● What to produce:
In the listing that follows, the lines starting at the one containing "Query: nearest black-and-white" and ending at the one containing "Query: large red" are to be returned exactly, both boundary lines included, and no others.

● Records:

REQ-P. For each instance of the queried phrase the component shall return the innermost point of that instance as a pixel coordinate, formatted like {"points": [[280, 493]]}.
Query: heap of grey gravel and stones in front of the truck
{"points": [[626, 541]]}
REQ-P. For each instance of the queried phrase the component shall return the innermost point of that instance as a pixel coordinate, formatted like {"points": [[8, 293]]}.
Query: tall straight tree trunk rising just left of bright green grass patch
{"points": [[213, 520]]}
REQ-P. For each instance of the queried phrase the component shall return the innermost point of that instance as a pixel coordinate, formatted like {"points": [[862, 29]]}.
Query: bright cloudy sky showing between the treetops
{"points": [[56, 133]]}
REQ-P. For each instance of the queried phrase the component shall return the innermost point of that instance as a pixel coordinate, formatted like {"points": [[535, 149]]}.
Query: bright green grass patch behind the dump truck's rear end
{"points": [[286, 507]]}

* * *

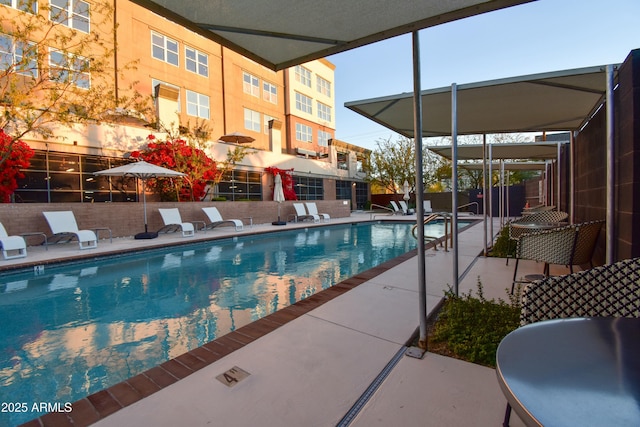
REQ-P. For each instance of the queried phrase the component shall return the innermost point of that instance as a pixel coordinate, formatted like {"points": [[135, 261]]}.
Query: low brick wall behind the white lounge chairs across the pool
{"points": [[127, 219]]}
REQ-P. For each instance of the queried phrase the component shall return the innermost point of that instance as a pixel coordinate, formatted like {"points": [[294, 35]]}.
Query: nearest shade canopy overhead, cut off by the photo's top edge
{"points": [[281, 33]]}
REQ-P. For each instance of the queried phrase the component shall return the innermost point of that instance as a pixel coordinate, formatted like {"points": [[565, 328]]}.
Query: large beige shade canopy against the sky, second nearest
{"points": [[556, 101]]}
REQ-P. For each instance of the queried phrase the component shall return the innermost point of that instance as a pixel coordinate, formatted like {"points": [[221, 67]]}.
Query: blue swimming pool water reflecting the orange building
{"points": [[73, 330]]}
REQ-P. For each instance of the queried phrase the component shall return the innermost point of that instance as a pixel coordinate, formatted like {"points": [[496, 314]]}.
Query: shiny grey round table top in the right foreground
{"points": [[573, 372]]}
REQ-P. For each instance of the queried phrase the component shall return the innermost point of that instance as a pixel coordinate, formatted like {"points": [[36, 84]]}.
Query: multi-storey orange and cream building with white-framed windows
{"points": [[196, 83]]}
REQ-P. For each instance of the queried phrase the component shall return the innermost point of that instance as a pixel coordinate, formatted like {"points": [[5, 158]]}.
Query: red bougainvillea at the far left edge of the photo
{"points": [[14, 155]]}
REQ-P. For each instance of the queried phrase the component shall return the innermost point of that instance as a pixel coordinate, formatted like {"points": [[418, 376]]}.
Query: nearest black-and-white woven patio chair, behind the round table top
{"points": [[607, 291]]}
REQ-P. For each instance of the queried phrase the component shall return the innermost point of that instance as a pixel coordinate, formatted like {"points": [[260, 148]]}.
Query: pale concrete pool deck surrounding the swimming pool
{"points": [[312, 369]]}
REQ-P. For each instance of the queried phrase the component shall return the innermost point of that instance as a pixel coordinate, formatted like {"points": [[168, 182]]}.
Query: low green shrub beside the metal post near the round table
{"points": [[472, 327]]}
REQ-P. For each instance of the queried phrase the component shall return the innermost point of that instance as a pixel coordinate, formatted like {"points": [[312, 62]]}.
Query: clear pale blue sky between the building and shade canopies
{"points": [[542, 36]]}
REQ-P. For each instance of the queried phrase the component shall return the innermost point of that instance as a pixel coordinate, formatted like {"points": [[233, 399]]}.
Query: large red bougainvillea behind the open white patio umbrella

---

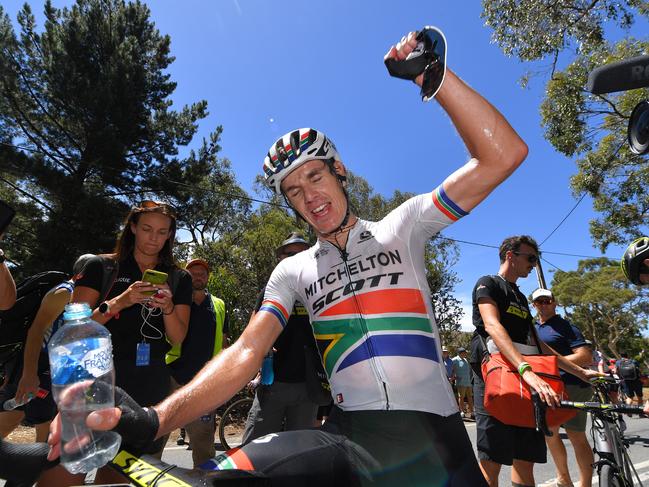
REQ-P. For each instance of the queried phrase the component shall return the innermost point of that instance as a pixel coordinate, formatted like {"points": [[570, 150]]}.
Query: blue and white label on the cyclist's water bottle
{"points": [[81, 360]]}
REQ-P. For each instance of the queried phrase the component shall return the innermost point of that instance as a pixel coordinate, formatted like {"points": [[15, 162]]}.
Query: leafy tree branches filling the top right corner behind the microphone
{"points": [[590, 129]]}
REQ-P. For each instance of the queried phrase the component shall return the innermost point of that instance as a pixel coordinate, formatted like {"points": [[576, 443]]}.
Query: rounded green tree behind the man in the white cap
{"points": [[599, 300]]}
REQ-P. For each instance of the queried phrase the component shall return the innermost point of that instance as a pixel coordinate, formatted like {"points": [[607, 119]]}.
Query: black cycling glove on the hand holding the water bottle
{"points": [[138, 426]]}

● Result of the exercise:
Query: nearest black-and-white woven patio chair, behind the round table top
{"points": [[607, 291]]}
REQ-P. For each instance of the queried phrase the component shall return the innermost point of that instance as a pixel coordinate, formatted like {"points": [[260, 148]]}.
Query: pale concrete pool deck surrounding the swimming pool
{"points": [[312, 369]]}
REQ-P. For each instance of the queried phrase the component shall return the innermost point of that instance as a pixel coordinate, formatted like {"points": [[168, 182]]}.
Query: low green shrub beside the metal post near the round table
{"points": [[472, 327]]}
REQ-P. For each instance of the queried phrase the component shall return the innermost point of that instance as a pixel coordinate, formatted like {"points": [[312, 62]]}.
Query: clear pale blue sky between the building and shade canopies
{"points": [[542, 36]]}
REQ-P. For each instance of the queried phrase the component shall return the innermost point of that instance as a pixel coordinate, formatted like {"points": [[233, 399]]}.
Query: large red bougainvillea behind the open white patio umbrella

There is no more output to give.